Convert each line of the listing below into an entry in a numbered list, omitting blank lines.

BEGIN MATERIAL FOR THIS TASK

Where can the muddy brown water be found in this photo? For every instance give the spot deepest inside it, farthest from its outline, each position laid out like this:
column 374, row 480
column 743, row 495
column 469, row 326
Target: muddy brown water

END MATERIAL FOR THIS TASK

* TASK ANSWER *
1. Where can the muddy brown water be found in this photo? For every instance give the spot deepest inside it, farthest from its outline, each position laid out like this:
2. column 374, row 480
3. column 743, row 495
4. column 469, row 326
5. Target: muddy brown water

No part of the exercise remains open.